#### EXERCISE INSTRUCTIONS:
Turn every line of the records below into a numbered list, leaving out any blank lines.

#### INFORMATION SUPPLIED:
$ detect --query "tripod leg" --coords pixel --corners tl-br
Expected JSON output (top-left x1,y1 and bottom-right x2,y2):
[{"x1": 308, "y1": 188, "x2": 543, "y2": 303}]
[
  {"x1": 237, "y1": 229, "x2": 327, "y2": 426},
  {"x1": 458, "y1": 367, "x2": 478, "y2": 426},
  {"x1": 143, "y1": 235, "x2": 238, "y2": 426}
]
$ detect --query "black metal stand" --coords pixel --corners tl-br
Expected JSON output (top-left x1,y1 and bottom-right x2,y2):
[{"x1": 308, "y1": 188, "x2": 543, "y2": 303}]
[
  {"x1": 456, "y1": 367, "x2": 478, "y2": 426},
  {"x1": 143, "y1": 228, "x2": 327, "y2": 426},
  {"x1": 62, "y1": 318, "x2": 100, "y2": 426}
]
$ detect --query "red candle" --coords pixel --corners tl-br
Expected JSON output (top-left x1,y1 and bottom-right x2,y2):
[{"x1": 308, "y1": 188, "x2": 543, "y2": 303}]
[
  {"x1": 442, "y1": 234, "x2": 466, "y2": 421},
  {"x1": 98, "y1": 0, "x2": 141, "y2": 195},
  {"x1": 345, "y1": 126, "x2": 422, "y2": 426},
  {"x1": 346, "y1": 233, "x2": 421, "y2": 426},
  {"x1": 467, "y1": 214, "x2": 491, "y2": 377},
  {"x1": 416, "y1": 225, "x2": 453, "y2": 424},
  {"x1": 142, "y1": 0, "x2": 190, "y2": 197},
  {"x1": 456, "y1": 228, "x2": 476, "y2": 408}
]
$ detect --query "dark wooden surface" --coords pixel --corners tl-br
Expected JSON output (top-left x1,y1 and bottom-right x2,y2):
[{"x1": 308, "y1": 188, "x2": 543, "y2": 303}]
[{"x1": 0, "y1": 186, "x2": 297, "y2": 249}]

#### FINAL ANSWER:
1. $ detect --query "tripod leg" --coords pixel --corners tl-br
2. Expected JSON output (top-left x1,y1 and bottom-right x2,y2):
3. [{"x1": 308, "y1": 188, "x2": 543, "y2": 303}]
4. [
5.   {"x1": 237, "y1": 229, "x2": 327, "y2": 426},
6.   {"x1": 458, "y1": 367, "x2": 478, "y2": 426},
7.   {"x1": 143, "y1": 235, "x2": 238, "y2": 426}
8. ]
9. $ detect --query "black metal stand" --coords pixel --corners tl-br
10. Expected JSON output (top-left x1,y1 and bottom-right x2,y2):
11. [{"x1": 308, "y1": 188, "x2": 543, "y2": 303}]
12. [
13.   {"x1": 456, "y1": 367, "x2": 478, "y2": 426},
14.   {"x1": 143, "y1": 228, "x2": 327, "y2": 426},
15.   {"x1": 62, "y1": 318, "x2": 100, "y2": 426}
16. ]
17. $ detect --query "red candle" --coords pixel --corners tl-br
18. Expected JSON output (top-left x1,y1 and bottom-right x2,y2):
19. [{"x1": 308, "y1": 188, "x2": 543, "y2": 303}]
20. [
21.   {"x1": 442, "y1": 234, "x2": 466, "y2": 421},
22.   {"x1": 98, "y1": 0, "x2": 141, "y2": 195},
23.   {"x1": 345, "y1": 126, "x2": 422, "y2": 426},
24.   {"x1": 346, "y1": 233, "x2": 421, "y2": 426},
25.   {"x1": 467, "y1": 214, "x2": 491, "y2": 377},
26.   {"x1": 416, "y1": 225, "x2": 453, "y2": 424},
27.   {"x1": 142, "y1": 0, "x2": 190, "y2": 197},
28.   {"x1": 456, "y1": 228, "x2": 476, "y2": 408}
29. ]
30. $ detect --query "dark wooden surface" --coords pixel --corners tl-br
31. Expected JSON output (top-left x1,y1 and bottom-right x2,y2):
32. [{"x1": 308, "y1": 188, "x2": 543, "y2": 303}]
33. [{"x1": 0, "y1": 186, "x2": 297, "y2": 249}]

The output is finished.